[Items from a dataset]
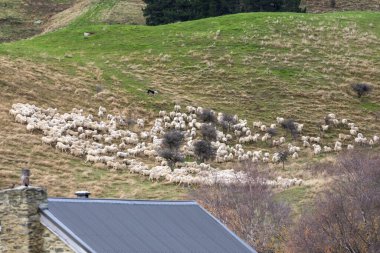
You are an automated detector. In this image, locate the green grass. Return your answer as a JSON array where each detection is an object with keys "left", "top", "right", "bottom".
[
  {"left": 275, "top": 186, "right": 314, "bottom": 216},
  {"left": 1, "top": 11, "right": 379, "bottom": 134},
  {"left": 361, "top": 101, "right": 380, "bottom": 112}
]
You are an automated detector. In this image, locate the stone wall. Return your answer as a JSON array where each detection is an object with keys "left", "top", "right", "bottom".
[
  {"left": 0, "top": 186, "right": 73, "bottom": 253},
  {"left": 42, "top": 227, "right": 73, "bottom": 253}
]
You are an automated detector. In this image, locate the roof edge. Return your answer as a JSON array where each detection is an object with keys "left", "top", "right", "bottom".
[
  {"left": 40, "top": 208, "right": 97, "bottom": 253},
  {"left": 197, "top": 204, "right": 257, "bottom": 253},
  {"left": 47, "top": 197, "right": 198, "bottom": 205}
]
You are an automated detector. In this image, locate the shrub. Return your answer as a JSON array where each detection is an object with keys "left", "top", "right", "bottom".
[
  {"left": 192, "top": 162, "right": 291, "bottom": 252},
  {"left": 267, "top": 127, "right": 277, "bottom": 137},
  {"left": 199, "top": 108, "right": 216, "bottom": 123},
  {"left": 201, "top": 124, "right": 217, "bottom": 141},
  {"left": 288, "top": 151, "right": 380, "bottom": 252},
  {"left": 159, "top": 149, "right": 184, "bottom": 169},
  {"left": 160, "top": 130, "right": 185, "bottom": 169},
  {"left": 281, "top": 119, "right": 298, "bottom": 139},
  {"left": 162, "top": 130, "right": 184, "bottom": 150},
  {"left": 193, "top": 140, "right": 216, "bottom": 162},
  {"left": 277, "top": 150, "right": 289, "bottom": 169},
  {"left": 352, "top": 83, "right": 372, "bottom": 98},
  {"left": 221, "top": 113, "right": 237, "bottom": 132}
]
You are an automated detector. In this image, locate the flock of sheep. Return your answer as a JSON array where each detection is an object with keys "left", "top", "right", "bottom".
[{"left": 10, "top": 103, "right": 379, "bottom": 188}]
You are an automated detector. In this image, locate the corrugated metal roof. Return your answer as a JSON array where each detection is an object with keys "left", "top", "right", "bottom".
[{"left": 41, "top": 198, "right": 256, "bottom": 253}]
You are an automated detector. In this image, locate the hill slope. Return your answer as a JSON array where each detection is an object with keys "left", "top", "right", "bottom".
[
  {"left": 301, "top": 0, "right": 380, "bottom": 13},
  {"left": 0, "top": 0, "right": 75, "bottom": 42},
  {"left": 0, "top": 11, "right": 379, "bottom": 201},
  {"left": 0, "top": 0, "right": 145, "bottom": 42}
]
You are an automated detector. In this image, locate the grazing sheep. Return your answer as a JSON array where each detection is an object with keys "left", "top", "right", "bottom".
[
  {"left": 98, "top": 106, "right": 107, "bottom": 118},
  {"left": 321, "top": 125, "right": 329, "bottom": 132},
  {"left": 174, "top": 105, "right": 181, "bottom": 112},
  {"left": 334, "top": 141, "right": 342, "bottom": 152},
  {"left": 312, "top": 144, "right": 321, "bottom": 155}
]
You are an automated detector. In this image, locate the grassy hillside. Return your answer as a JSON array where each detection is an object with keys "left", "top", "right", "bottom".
[
  {"left": 0, "top": 0, "right": 74, "bottom": 42},
  {"left": 1, "top": 12, "right": 378, "bottom": 127},
  {"left": 301, "top": 0, "right": 380, "bottom": 13},
  {"left": 43, "top": 0, "right": 145, "bottom": 33},
  {"left": 0, "top": 0, "right": 145, "bottom": 42},
  {"left": 0, "top": 11, "right": 379, "bottom": 202}
]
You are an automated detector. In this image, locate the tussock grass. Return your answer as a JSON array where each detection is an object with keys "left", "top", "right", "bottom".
[{"left": 0, "top": 11, "right": 379, "bottom": 205}]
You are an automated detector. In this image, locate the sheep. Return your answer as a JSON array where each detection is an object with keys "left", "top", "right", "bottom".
[
  {"left": 347, "top": 144, "right": 354, "bottom": 150},
  {"left": 253, "top": 121, "right": 262, "bottom": 128},
  {"left": 136, "top": 119, "right": 145, "bottom": 129},
  {"left": 312, "top": 144, "right": 321, "bottom": 155},
  {"left": 174, "top": 105, "right": 181, "bottom": 112},
  {"left": 323, "top": 146, "right": 332, "bottom": 153},
  {"left": 338, "top": 133, "right": 351, "bottom": 141},
  {"left": 276, "top": 117, "right": 284, "bottom": 124},
  {"left": 41, "top": 136, "right": 56, "bottom": 145},
  {"left": 70, "top": 148, "right": 85, "bottom": 157},
  {"left": 117, "top": 152, "right": 129, "bottom": 158},
  {"left": 350, "top": 129, "right": 357, "bottom": 136},
  {"left": 159, "top": 110, "right": 167, "bottom": 117},
  {"left": 295, "top": 123, "right": 304, "bottom": 133},
  {"left": 86, "top": 155, "right": 99, "bottom": 163},
  {"left": 272, "top": 140, "right": 280, "bottom": 146},
  {"left": 56, "top": 142, "right": 70, "bottom": 152},
  {"left": 334, "top": 141, "right": 342, "bottom": 152},
  {"left": 98, "top": 106, "right": 106, "bottom": 118},
  {"left": 321, "top": 125, "right": 329, "bottom": 132},
  {"left": 292, "top": 152, "right": 299, "bottom": 159},
  {"left": 310, "top": 137, "right": 321, "bottom": 143}
]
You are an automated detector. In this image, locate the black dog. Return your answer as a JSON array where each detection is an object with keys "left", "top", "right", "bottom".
[{"left": 147, "top": 89, "right": 158, "bottom": 95}]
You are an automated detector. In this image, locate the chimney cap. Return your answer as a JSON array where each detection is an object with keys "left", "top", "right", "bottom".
[{"left": 75, "top": 191, "right": 91, "bottom": 198}]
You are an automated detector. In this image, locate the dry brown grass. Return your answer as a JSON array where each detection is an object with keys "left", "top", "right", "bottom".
[
  {"left": 42, "top": 0, "right": 94, "bottom": 34},
  {"left": 0, "top": 56, "right": 187, "bottom": 199}
]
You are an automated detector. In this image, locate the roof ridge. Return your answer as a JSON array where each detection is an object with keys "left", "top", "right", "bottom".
[{"left": 47, "top": 198, "right": 198, "bottom": 205}]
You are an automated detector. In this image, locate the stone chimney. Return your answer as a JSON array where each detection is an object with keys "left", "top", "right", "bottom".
[{"left": 0, "top": 186, "right": 47, "bottom": 253}]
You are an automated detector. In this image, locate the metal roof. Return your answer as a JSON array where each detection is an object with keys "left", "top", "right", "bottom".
[{"left": 40, "top": 198, "right": 256, "bottom": 253}]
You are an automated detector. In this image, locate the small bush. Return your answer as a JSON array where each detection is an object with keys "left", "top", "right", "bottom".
[
  {"left": 199, "top": 109, "right": 216, "bottom": 123},
  {"left": 267, "top": 127, "right": 277, "bottom": 137},
  {"left": 352, "top": 83, "right": 372, "bottom": 98},
  {"left": 193, "top": 140, "right": 216, "bottom": 162},
  {"left": 162, "top": 130, "right": 184, "bottom": 150},
  {"left": 278, "top": 151, "right": 289, "bottom": 169},
  {"left": 160, "top": 130, "right": 185, "bottom": 169},
  {"left": 281, "top": 119, "right": 298, "bottom": 139},
  {"left": 288, "top": 151, "right": 380, "bottom": 252},
  {"left": 192, "top": 162, "right": 291, "bottom": 252},
  {"left": 159, "top": 149, "right": 184, "bottom": 169},
  {"left": 221, "top": 113, "right": 237, "bottom": 132},
  {"left": 201, "top": 124, "right": 217, "bottom": 141}
]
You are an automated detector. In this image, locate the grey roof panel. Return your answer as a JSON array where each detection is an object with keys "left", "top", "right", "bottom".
[{"left": 41, "top": 198, "right": 256, "bottom": 253}]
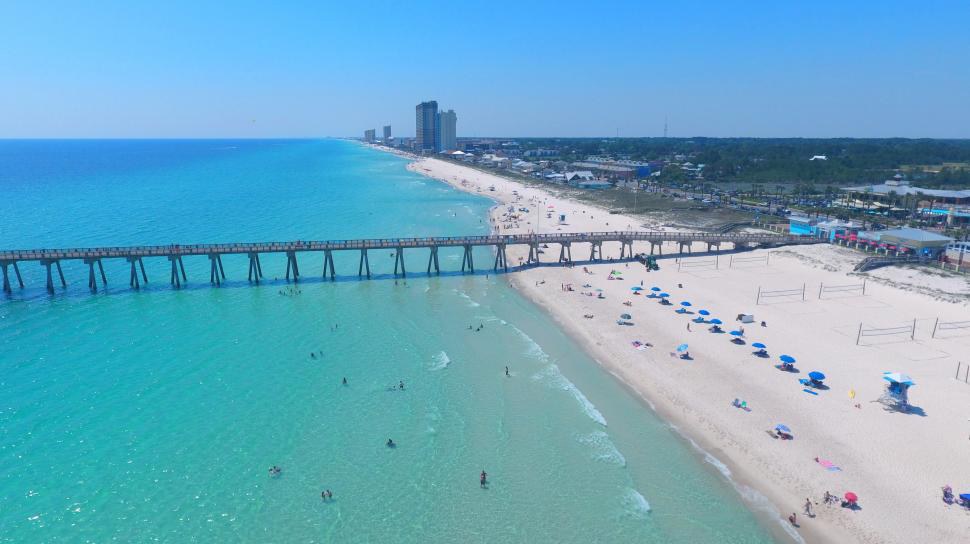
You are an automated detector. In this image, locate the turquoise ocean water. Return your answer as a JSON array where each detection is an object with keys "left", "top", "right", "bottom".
[{"left": 0, "top": 140, "right": 778, "bottom": 542}]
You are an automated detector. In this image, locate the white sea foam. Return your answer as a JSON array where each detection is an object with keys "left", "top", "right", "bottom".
[
  {"left": 669, "top": 424, "right": 805, "bottom": 543},
  {"left": 508, "top": 323, "right": 549, "bottom": 362},
  {"left": 578, "top": 431, "right": 626, "bottom": 466},
  {"left": 454, "top": 289, "right": 480, "bottom": 307},
  {"left": 534, "top": 364, "right": 607, "bottom": 426},
  {"left": 622, "top": 488, "right": 652, "bottom": 518},
  {"left": 430, "top": 351, "right": 451, "bottom": 371}
]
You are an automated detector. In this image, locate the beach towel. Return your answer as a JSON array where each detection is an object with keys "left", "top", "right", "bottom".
[
  {"left": 802, "top": 389, "right": 818, "bottom": 395},
  {"left": 816, "top": 459, "right": 842, "bottom": 472}
]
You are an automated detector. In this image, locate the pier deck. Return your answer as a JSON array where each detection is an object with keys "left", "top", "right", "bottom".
[{"left": 1, "top": 230, "right": 822, "bottom": 294}]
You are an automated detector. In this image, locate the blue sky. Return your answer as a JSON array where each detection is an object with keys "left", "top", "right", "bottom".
[{"left": 2, "top": 0, "right": 969, "bottom": 138}]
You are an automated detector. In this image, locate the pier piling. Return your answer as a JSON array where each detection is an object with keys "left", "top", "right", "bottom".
[
  {"left": 358, "top": 249, "right": 371, "bottom": 278},
  {"left": 322, "top": 249, "right": 335, "bottom": 281},
  {"left": 393, "top": 247, "right": 406, "bottom": 277}
]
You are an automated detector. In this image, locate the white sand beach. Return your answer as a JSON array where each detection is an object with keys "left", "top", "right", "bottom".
[{"left": 408, "top": 156, "right": 970, "bottom": 543}]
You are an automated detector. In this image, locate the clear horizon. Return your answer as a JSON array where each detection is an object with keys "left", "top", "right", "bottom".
[{"left": 2, "top": 1, "right": 969, "bottom": 139}]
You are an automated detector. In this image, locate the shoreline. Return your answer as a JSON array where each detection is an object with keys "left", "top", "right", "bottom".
[{"left": 398, "top": 153, "right": 970, "bottom": 544}]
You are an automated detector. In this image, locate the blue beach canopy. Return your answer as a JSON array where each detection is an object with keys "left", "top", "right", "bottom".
[
  {"left": 698, "top": 309, "right": 710, "bottom": 316},
  {"left": 680, "top": 301, "right": 692, "bottom": 307},
  {"left": 960, "top": 493, "right": 970, "bottom": 501},
  {"left": 631, "top": 286, "right": 643, "bottom": 291},
  {"left": 883, "top": 372, "right": 914, "bottom": 386},
  {"left": 780, "top": 355, "right": 796, "bottom": 364},
  {"left": 676, "top": 343, "right": 689, "bottom": 352},
  {"left": 659, "top": 293, "right": 670, "bottom": 298},
  {"left": 729, "top": 330, "right": 743, "bottom": 336},
  {"left": 650, "top": 287, "right": 661, "bottom": 292},
  {"left": 752, "top": 342, "right": 766, "bottom": 349},
  {"left": 775, "top": 424, "right": 791, "bottom": 434},
  {"left": 808, "top": 371, "right": 826, "bottom": 381},
  {"left": 709, "top": 318, "right": 723, "bottom": 325}
]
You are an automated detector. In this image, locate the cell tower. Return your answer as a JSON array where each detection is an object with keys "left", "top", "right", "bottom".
[{"left": 663, "top": 116, "right": 668, "bottom": 138}]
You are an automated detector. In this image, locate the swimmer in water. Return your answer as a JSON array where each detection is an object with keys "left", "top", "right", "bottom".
[
  {"left": 399, "top": 380, "right": 405, "bottom": 390},
  {"left": 342, "top": 377, "right": 347, "bottom": 385},
  {"left": 480, "top": 470, "right": 488, "bottom": 488},
  {"left": 505, "top": 366, "right": 510, "bottom": 377},
  {"left": 387, "top": 438, "right": 395, "bottom": 447}
]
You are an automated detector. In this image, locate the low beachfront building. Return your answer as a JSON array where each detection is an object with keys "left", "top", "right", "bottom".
[
  {"left": 565, "top": 171, "right": 596, "bottom": 184},
  {"left": 855, "top": 227, "right": 953, "bottom": 256}
]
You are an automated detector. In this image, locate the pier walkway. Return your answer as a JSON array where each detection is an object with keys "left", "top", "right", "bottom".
[{"left": 1, "top": 231, "right": 821, "bottom": 293}]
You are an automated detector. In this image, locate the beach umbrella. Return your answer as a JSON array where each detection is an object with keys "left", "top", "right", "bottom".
[
  {"left": 729, "top": 330, "right": 743, "bottom": 337},
  {"left": 676, "top": 343, "right": 689, "bottom": 352},
  {"left": 780, "top": 355, "right": 796, "bottom": 364},
  {"left": 960, "top": 493, "right": 970, "bottom": 502},
  {"left": 620, "top": 313, "right": 632, "bottom": 320},
  {"left": 680, "top": 301, "right": 692, "bottom": 307},
  {"left": 698, "top": 310, "right": 710, "bottom": 316},
  {"left": 883, "top": 372, "right": 914, "bottom": 386},
  {"left": 630, "top": 286, "right": 643, "bottom": 291},
  {"left": 650, "top": 287, "right": 661, "bottom": 292},
  {"left": 808, "top": 371, "right": 826, "bottom": 382},
  {"left": 659, "top": 293, "right": 670, "bottom": 298},
  {"left": 751, "top": 342, "right": 766, "bottom": 349},
  {"left": 775, "top": 424, "right": 791, "bottom": 434},
  {"left": 844, "top": 492, "right": 858, "bottom": 503},
  {"left": 710, "top": 318, "right": 723, "bottom": 325}
]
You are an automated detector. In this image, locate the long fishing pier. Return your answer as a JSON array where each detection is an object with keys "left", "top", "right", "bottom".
[{"left": 1, "top": 231, "right": 821, "bottom": 294}]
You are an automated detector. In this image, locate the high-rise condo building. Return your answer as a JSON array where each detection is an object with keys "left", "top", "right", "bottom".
[
  {"left": 415, "top": 101, "right": 438, "bottom": 151},
  {"left": 436, "top": 110, "right": 457, "bottom": 152},
  {"left": 364, "top": 129, "right": 376, "bottom": 143},
  {"left": 383, "top": 125, "right": 392, "bottom": 141}
]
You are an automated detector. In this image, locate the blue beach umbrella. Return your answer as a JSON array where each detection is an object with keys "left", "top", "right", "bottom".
[
  {"left": 808, "top": 371, "right": 826, "bottom": 381},
  {"left": 631, "top": 286, "right": 643, "bottom": 291},
  {"left": 676, "top": 343, "right": 689, "bottom": 352},
  {"left": 650, "top": 287, "right": 661, "bottom": 292},
  {"left": 659, "top": 293, "right": 670, "bottom": 298},
  {"left": 752, "top": 342, "right": 766, "bottom": 349},
  {"left": 775, "top": 424, "right": 791, "bottom": 434},
  {"left": 680, "top": 301, "right": 692, "bottom": 307},
  {"left": 698, "top": 310, "right": 710, "bottom": 316},
  {"left": 710, "top": 318, "right": 723, "bottom": 325},
  {"left": 729, "top": 330, "right": 743, "bottom": 337},
  {"left": 780, "top": 355, "right": 796, "bottom": 364}
]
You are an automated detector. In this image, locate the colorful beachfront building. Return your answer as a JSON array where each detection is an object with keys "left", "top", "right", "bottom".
[
  {"left": 853, "top": 228, "right": 953, "bottom": 256},
  {"left": 788, "top": 215, "right": 860, "bottom": 241}
]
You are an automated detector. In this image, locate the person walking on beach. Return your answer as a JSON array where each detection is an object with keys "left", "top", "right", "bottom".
[
  {"left": 804, "top": 498, "right": 814, "bottom": 517},
  {"left": 687, "top": 323, "right": 691, "bottom": 332}
]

■ Goal of the exercise:
Only the span from the line with "You are an automated detector. In this image, locate the person" through the final line of the records goes in the output, each line unchanged.

■ Solved problem:
You are an automated detector. In this image, locate the person walking on beach. Return your answer as a JSON array where each detection is an object with keys "left", "top", "right", "bottom".
[
  {"left": 804, "top": 498, "right": 814, "bottom": 517},
  {"left": 687, "top": 323, "right": 691, "bottom": 332}
]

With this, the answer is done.